What the task asks →
Switch every "Could you provide" in the entries below to "Please give" and keep everything else the same. Omit the pictures from your answer.

[Spatial annotation records]
__________________________________________________

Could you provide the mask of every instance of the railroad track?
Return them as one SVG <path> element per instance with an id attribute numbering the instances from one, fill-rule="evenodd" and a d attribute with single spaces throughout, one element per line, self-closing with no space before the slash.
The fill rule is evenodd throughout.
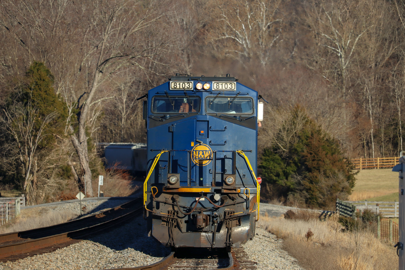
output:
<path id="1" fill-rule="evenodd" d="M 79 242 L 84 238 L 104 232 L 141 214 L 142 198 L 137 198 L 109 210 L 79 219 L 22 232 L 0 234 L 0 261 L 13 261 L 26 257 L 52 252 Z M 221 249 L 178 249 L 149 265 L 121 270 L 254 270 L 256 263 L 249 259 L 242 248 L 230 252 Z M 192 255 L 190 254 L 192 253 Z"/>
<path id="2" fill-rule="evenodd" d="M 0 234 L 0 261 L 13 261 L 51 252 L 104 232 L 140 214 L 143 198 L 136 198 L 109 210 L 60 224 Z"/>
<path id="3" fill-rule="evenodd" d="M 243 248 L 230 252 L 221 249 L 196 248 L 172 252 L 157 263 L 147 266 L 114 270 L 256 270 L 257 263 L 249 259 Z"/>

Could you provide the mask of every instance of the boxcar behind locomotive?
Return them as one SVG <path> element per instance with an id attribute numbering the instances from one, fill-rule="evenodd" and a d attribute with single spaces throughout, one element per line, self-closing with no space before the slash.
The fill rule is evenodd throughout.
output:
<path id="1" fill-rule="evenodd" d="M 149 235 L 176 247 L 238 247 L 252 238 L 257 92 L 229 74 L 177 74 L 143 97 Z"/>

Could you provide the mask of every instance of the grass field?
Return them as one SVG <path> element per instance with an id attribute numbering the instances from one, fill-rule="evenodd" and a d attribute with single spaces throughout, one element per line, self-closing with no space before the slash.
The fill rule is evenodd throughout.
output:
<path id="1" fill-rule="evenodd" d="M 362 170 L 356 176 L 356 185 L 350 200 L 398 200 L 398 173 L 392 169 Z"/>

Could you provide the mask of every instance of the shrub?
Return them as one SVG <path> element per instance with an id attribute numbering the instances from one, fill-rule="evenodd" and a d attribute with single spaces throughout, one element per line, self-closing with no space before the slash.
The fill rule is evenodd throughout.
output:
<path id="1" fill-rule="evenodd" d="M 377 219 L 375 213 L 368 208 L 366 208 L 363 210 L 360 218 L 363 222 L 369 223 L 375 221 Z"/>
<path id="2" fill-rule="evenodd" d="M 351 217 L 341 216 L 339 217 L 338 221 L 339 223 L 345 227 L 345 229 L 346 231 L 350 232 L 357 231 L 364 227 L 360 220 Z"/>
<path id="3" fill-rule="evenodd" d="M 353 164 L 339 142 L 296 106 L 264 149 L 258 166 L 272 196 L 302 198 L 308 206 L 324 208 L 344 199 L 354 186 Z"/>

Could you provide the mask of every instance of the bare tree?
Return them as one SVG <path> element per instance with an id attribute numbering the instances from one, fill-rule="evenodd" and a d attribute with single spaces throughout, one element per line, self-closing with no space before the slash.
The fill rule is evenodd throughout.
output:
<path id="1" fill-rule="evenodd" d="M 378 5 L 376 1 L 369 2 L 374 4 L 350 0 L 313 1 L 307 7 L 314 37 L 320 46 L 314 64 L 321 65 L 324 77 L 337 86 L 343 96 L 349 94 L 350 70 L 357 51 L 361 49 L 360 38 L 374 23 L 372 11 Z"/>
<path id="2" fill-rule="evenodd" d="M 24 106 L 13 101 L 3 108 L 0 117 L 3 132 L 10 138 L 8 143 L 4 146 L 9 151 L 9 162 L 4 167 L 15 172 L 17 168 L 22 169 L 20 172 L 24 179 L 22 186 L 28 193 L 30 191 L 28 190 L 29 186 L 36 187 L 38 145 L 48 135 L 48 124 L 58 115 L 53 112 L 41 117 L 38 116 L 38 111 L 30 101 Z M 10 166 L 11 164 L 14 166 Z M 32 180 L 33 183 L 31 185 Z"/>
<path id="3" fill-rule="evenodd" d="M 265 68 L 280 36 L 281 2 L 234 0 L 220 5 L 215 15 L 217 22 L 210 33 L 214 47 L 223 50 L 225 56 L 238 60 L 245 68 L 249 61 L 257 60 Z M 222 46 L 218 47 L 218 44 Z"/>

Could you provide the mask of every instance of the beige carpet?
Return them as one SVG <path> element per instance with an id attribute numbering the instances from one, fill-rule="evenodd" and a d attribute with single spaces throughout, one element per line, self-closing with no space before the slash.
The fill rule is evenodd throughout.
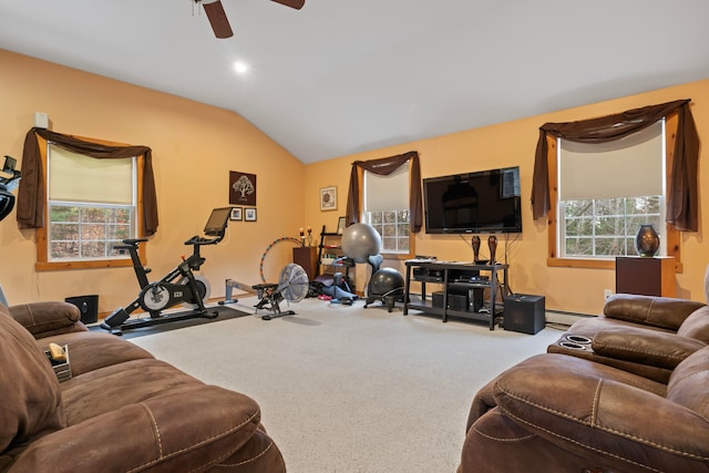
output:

__________________________________________________

Exercise answer →
Please give the mask of every instance of the railroad track?
Return them as one SVG <path> element per instance with an id attribute numbering the instances from one, fill-rule="evenodd" and a d attribute with single spaces throughout, one element per line, self-closing with no space before the slash.
The fill rule is evenodd throughout.
output:
<path id="1" fill-rule="evenodd" d="M 79 242 L 84 238 L 104 232 L 141 214 L 142 198 L 137 198 L 109 210 L 79 219 L 22 232 L 0 234 L 0 261 L 13 261 L 26 257 L 52 252 Z M 221 249 L 178 249 L 149 265 L 121 270 L 254 270 L 256 263 L 249 259 L 242 248 L 230 252 Z M 192 255 L 190 254 L 192 253 Z"/>
<path id="2" fill-rule="evenodd" d="M 0 234 L 0 261 L 13 261 L 51 252 L 104 232 L 140 214 L 143 198 L 136 198 L 109 210 L 60 224 Z"/>
<path id="3" fill-rule="evenodd" d="M 243 248 L 230 252 L 221 249 L 196 248 L 172 252 L 157 263 L 147 266 L 114 270 L 256 270 L 257 263 L 249 259 Z"/>

Please give the mask of every instance of the boxcar behind locomotive?
Return them as one SVG <path> element per instance with an id attribute numbering the instances from one, fill-rule="evenodd" and a d attribute with single spaces throughout, one element per line, self-closing with no space before the slash.
The fill rule is evenodd throughout.
output:
<path id="1" fill-rule="evenodd" d="M 149 235 L 176 247 L 238 247 L 252 238 L 257 92 L 229 74 L 177 74 L 143 97 Z"/>

Please give the mask of every instance of the grass field?
Return them as one SVG <path> element per instance with an id attribute numbering the instances from one, fill-rule="evenodd" and a d attribute with single spaces throughout, one element per line, self-closing with no space before the slash.
The fill rule is evenodd throughout.
output:
<path id="1" fill-rule="evenodd" d="M 362 170 L 356 176 L 356 185 L 350 200 L 398 200 L 398 173 L 392 169 Z"/>

Please give the mask of every instance of the shrub?
Return them as one SVG <path> element per instance with an id attribute numbering the instances from one, fill-rule="evenodd" and a d attribute with single spaces throughout, one element per line, self-closing with no space before the slash.
The fill rule is evenodd throughout.
output:
<path id="1" fill-rule="evenodd" d="M 377 219 L 375 213 L 368 208 L 366 208 L 363 210 L 360 218 L 363 222 L 369 223 L 375 221 Z"/>
<path id="2" fill-rule="evenodd" d="M 351 217 L 341 216 L 339 217 L 338 221 L 339 223 L 345 227 L 345 229 L 346 231 L 350 232 L 357 231 L 364 227 L 360 220 Z"/>
<path id="3" fill-rule="evenodd" d="M 353 164 L 339 142 L 296 106 L 264 149 L 258 166 L 272 196 L 302 198 L 308 206 L 324 208 L 344 199 L 354 186 Z"/>

Please give the mask of every instance of the bare tree?
Return them as one SVG <path> element per instance with an id attribute numbering the instances from one, fill-rule="evenodd" and a d attribute with single spaces throughout, one element per line, self-closing with no space before the slash.
The fill rule is evenodd throughout.
output:
<path id="1" fill-rule="evenodd" d="M 378 5 L 376 1 L 369 2 L 374 4 L 350 0 L 313 1 L 307 7 L 314 37 L 320 46 L 314 64 L 321 65 L 324 77 L 337 86 L 343 96 L 349 94 L 350 70 L 357 51 L 361 49 L 360 38 L 374 23 L 372 11 Z"/>
<path id="2" fill-rule="evenodd" d="M 24 106 L 13 101 L 3 108 L 0 117 L 3 132 L 10 138 L 8 143 L 4 146 L 9 151 L 9 162 L 4 167 L 15 172 L 17 168 L 22 169 L 20 172 L 24 179 L 22 186 L 28 193 L 30 191 L 28 190 L 29 186 L 36 187 L 38 145 L 48 135 L 48 124 L 58 115 L 53 112 L 41 117 L 38 116 L 38 111 L 30 101 Z M 10 166 L 11 164 L 14 166 Z M 32 180 L 33 183 L 31 185 Z"/>
<path id="3" fill-rule="evenodd" d="M 265 68 L 280 36 L 281 2 L 234 0 L 220 5 L 215 15 L 217 22 L 210 33 L 214 47 L 223 50 L 225 56 L 238 60 L 245 68 L 249 61 L 257 60 Z M 222 46 L 218 47 L 218 44 Z"/>

Please give the mask of every instance of the beige carpet?
Return them as one SVG <path> element per instance with an id attribute numbering the instances from one, fill-rule="evenodd" and a d attribute with single spaces throughout, one element per line, self-closing with no space before the slash.
The fill rule is evenodd throughout.
output:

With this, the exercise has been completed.